Diary: The period drama with a modern message

High Street Ken
Wednesday 09 February 2011 01:00 GMT
Comments
(BBC)

The war between the Coalition and the BBC rages on, but the corporation's latest salvo comes from a somewhat unexpected source: the costume drama department. South Riding, slated for Sunday nights on BBC One from the end of this month, is based on the 1936 novel by Winifred Holtby.

Set in a fictional Northern town, it follows the fortunes of a new headmistress (played by Anna Maxwell Martin), whose girls' school is suffering under the economic constraints of the era, while a group of dastardly local aldermen insist the town lacks the funds to invest in public works.

Andrew Davies, the celebrated screenwriter behind the programme, is clear about his reasons for emphasising this particular plot point. "It's an important subject that resonates today more than ever," he told me at a cast and crew screening of the opening episode.

"It's about what a government must do in economically tough times, and that is not to cut, but to invest to get the country back on its feet. What was relevant then applies as much today: what the Government is doing now is simply not working, and we need to tell them that." The grey vote hangs in the balance.

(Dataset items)
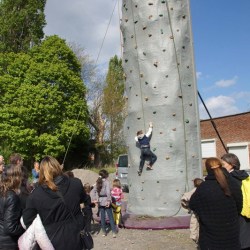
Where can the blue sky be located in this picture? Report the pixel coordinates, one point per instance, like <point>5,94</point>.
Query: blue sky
<point>221,35</point>
<point>221,46</point>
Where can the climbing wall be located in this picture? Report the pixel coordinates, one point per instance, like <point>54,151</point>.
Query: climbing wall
<point>160,87</point>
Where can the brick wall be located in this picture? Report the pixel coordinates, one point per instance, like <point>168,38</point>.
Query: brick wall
<point>232,129</point>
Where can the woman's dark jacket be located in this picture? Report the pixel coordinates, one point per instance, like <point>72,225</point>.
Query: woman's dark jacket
<point>218,214</point>
<point>58,222</point>
<point>241,175</point>
<point>10,214</point>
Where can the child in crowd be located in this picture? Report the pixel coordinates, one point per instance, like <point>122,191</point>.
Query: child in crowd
<point>88,205</point>
<point>194,222</point>
<point>35,172</point>
<point>102,196</point>
<point>117,196</point>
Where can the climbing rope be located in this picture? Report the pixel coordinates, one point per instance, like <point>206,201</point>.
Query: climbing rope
<point>181,96</point>
<point>139,68</point>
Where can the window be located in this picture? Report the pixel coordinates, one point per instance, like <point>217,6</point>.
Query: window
<point>208,148</point>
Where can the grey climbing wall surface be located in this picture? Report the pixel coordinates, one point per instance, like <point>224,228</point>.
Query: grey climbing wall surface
<point>160,87</point>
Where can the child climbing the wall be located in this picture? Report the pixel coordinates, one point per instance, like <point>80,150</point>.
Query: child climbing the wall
<point>194,222</point>
<point>117,196</point>
<point>146,153</point>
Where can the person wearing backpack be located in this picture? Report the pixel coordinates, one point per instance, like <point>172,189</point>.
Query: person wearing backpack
<point>232,164</point>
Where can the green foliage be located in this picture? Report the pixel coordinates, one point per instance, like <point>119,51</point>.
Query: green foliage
<point>42,96</point>
<point>22,23</point>
<point>114,105</point>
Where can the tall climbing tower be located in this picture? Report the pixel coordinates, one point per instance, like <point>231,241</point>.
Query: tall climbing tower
<point>161,87</point>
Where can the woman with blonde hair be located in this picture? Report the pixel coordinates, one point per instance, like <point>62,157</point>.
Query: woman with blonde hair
<point>10,207</point>
<point>217,202</point>
<point>232,164</point>
<point>57,200</point>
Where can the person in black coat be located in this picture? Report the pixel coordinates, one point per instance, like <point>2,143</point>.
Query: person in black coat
<point>10,207</point>
<point>232,164</point>
<point>53,199</point>
<point>217,202</point>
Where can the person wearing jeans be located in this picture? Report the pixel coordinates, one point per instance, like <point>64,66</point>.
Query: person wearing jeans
<point>102,196</point>
<point>146,153</point>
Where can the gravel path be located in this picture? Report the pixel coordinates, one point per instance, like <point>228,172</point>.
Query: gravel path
<point>129,239</point>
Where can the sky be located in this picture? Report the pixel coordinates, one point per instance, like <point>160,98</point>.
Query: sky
<point>221,37</point>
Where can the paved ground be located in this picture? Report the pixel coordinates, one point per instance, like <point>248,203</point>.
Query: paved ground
<point>130,239</point>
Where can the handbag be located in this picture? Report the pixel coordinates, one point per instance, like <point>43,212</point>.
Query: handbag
<point>85,237</point>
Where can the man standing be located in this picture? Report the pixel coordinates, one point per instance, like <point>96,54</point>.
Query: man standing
<point>146,153</point>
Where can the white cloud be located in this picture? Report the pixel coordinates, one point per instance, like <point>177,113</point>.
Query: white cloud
<point>226,83</point>
<point>218,106</point>
<point>85,23</point>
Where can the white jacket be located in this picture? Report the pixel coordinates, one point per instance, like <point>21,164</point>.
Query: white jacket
<point>35,234</point>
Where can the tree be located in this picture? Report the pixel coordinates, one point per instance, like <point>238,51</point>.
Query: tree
<point>22,23</point>
<point>42,100</point>
<point>114,104</point>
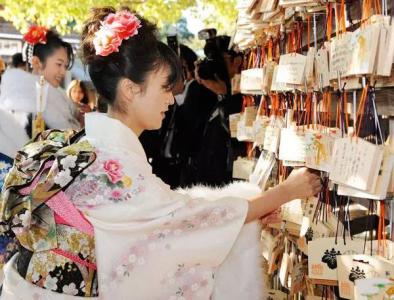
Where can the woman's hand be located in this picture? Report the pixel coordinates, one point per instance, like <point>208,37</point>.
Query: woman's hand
<point>302,183</point>
<point>273,217</point>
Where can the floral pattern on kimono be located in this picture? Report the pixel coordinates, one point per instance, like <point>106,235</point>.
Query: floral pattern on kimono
<point>8,245</point>
<point>49,165</point>
<point>105,180</point>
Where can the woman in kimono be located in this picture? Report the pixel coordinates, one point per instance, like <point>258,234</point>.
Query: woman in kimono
<point>50,57</point>
<point>95,221</point>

## [REQUIRED WORK]
(A) Shorten the article's paragraph beginning "Set in a fictional Northern town" and keep its main facts.
(B) In the records, replace "kimono" with "robe" in everything from the line containing "Where can the handbag" down through the end of the records, leaving all else unchanged and omitting the pictures.
The article and the records are unrelated material.

## [RESPONSE LIST]
(A) In a fictional Northern town, a new headmistress (Anna Maxwell Martin) runs a girls' school that is strained by the economic limits of the era, while scheming local aldermen claim the town cannot afford public works.

(B)
Where can the handbag be located in this picture? Report the pixel coordinates, one point per instance, like <point>43,212</point>.
Query: handbag
<point>85,237</point>
Where can the man standing be located in this picture? Report the pixel coordinates, one point per instance, like <point>96,54</point>.
Query: man standing
<point>146,153</point>
Where can the white cloud be located in this picture? Report the pixel coordinates, one point per instance, like <point>177,113</point>.
Query: white cloud
<point>226,83</point>
<point>218,106</point>
<point>85,23</point>
Where can the white jacket be located in this picture? Report the pixel coordinates, one point per instance, like <point>21,164</point>.
Query: white jacket
<point>35,234</point>
Where can the tree be located in this picture? Report the pixel coordinates, one point per instance, like <point>238,51</point>.
Query: tree
<point>22,23</point>
<point>42,100</point>
<point>114,104</point>
Where can the woman's hand be located in this picture? Report the pixel coordinates, one point per instance, like <point>208,37</point>.
Query: woman's hand
<point>302,183</point>
<point>273,217</point>
Where can the floral pattern on robe be located in this picture? Report the pixel coordinates, one point per instance, like <point>106,235</point>.
Query: floral pattern on robe
<point>8,245</point>
<point>49,165</point>
<point>105,180</point>
Where can the woman in robe be located in this picture? Report the pixel coordinates, one point per instance, like <point>258,234</point>.
Query: woman in robe
<point>50,57</point>
<point>95,221</point>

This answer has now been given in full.